= Task directions =
Provide again, from the entries below, every line from the one containing "[indicate] the flat" through the one containing "[indicate] the tree", exactly as written, and no other line.

= Entries shown =
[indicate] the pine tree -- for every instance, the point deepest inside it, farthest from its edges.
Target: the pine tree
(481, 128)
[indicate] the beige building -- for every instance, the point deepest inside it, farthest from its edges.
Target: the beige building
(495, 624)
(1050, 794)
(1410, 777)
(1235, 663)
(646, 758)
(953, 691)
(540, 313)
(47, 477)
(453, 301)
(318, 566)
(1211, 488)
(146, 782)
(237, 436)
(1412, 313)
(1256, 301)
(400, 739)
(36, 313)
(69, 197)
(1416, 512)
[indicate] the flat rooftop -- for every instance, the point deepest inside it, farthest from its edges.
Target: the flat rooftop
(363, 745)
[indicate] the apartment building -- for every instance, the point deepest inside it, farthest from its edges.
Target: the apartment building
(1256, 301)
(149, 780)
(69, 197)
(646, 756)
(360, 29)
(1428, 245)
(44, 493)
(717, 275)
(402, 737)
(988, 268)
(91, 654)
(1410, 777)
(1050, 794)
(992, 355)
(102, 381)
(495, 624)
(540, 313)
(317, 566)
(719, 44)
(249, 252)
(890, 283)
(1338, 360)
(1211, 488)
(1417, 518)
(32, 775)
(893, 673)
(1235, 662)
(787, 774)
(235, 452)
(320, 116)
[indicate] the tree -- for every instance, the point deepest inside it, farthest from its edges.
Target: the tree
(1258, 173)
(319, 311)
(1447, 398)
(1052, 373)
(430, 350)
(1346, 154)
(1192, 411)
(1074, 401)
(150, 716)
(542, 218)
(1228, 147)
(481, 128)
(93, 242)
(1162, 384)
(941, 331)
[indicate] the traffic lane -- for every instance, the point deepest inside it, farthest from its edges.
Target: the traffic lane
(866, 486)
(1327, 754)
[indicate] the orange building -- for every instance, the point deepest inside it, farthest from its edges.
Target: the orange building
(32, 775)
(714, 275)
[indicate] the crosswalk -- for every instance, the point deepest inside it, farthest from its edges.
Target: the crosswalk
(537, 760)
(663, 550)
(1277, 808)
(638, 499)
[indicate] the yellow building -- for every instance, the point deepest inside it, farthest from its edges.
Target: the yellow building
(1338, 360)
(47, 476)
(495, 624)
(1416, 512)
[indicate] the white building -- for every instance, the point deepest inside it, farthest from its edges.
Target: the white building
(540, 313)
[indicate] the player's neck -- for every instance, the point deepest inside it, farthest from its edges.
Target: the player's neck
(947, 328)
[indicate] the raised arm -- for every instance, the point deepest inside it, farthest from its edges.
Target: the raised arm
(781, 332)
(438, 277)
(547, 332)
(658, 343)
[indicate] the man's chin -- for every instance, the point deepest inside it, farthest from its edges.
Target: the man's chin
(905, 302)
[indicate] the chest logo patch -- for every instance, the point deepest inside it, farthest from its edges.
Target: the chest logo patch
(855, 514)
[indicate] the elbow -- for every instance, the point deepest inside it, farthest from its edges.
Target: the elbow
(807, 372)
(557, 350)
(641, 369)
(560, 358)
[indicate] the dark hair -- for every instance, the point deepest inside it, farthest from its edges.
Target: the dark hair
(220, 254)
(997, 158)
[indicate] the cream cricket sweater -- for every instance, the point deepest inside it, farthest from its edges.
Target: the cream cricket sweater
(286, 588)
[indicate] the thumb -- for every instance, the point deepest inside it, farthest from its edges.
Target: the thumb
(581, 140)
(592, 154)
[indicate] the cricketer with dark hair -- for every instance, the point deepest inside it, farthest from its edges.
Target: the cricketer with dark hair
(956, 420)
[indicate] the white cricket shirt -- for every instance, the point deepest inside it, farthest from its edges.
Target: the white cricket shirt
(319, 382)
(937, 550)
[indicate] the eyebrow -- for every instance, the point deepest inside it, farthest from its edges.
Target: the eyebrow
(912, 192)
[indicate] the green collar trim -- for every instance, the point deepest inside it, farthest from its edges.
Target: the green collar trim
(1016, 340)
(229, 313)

---

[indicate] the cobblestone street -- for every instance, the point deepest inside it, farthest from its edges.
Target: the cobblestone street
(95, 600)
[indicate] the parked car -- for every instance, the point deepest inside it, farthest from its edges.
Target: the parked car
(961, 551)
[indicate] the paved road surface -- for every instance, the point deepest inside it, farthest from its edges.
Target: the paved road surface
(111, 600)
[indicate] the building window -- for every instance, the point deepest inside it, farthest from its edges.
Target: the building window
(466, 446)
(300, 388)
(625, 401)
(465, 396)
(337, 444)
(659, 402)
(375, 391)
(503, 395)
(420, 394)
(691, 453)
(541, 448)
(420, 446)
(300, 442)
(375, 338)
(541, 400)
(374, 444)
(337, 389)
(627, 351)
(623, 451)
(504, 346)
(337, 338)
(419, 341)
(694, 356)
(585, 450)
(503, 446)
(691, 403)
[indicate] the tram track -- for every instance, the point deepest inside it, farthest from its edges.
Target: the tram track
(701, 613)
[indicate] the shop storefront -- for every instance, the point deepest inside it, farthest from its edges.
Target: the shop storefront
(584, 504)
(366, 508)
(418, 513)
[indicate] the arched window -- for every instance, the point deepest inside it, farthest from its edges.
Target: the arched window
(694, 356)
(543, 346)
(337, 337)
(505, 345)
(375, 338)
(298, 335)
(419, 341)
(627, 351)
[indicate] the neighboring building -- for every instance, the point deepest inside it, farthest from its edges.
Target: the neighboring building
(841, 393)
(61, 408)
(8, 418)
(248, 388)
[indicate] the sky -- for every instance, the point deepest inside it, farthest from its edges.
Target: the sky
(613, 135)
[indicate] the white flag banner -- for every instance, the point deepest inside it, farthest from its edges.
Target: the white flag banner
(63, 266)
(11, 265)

= Result below =
[indicate] the flat rooftop -- for every instance, the point deepest inside it, farthest from its edges.
Target: the flat rooftop
(363, 745)
[indicate] the apartment building -- for every instance, the point deepest inside it, farthest from its edges.
Target: the apartment building
(1256, 301)
(149, 780)
(69, 197)
(646, 756)
(360, 29)
(1428, 245)
(44, 493)
(717, 275)
(402, 737)
(988, 268)
(91, 654)
(1410, 777)
(1050, 794)
(992, 355)
(102, 381)
(495, 624)
(540, 313)
(317, 566)
(719, 44)
(249, 252)
(890, 283)
(1338, 360)
(1211, 488)
(1417, 518)
(32, 775)
(893, 673)
(1235, 662)
(787, 774)
(235, 452)
(320, 116)
[indicate] the tree -- for every instance, the point deepest inside it, farthest from its edges.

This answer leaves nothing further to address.